**Text:**

Caching is not always in-memory
Caching is not always in-memory

Caching is not always in-memory

Caching is a beautiful technique we have seen in software development. Whenever we think about Caching, immediately our mind has a picture of Redis or Memcached. This is because everyone has made these the go-to standard tech for caching in our industry.

But is Caching always in-memory?

Whenever we talk about Redis or Memcached or similar tools used for caching, we always think that Caching is an in-memory technique, where we use our RAM storage to store data for fast access. But is it so?

What actually is Caching?

Caching is actually a technique to get / fetch data quickly. The importance is on the word quickly, and no where does it say it needs to be in-memory.

Caching can be at any place where we store a duplicate of the data which is faster than the original source of data.

**Given material:**
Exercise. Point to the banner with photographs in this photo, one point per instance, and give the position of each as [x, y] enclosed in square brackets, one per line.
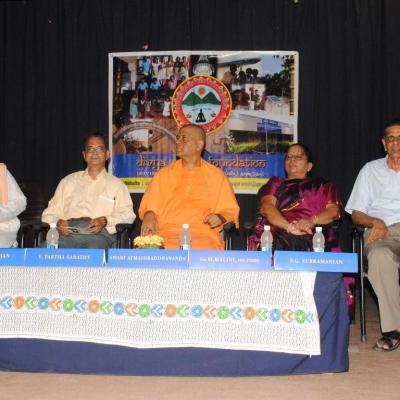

**What is being asked:**
Rename "Redis" to "Valkey" throughout the caching text from "Whenever we talk" to "to be in-memory.", and give that passage with the change. The lines above stand apart from the caching text and are separate material.

**Answer to the problem:**
Whenever we talk about Valkey or Memcached or similar tools used for caching, we always think that Caching is an in-memory technique, where we use our RAM storage to store data for fast access. But is it so?

What actually is Caching?

Caching is actually a technique to get / fetch data quickly. The importance is on the word quickly, and no where does it say it needs to be in-memory.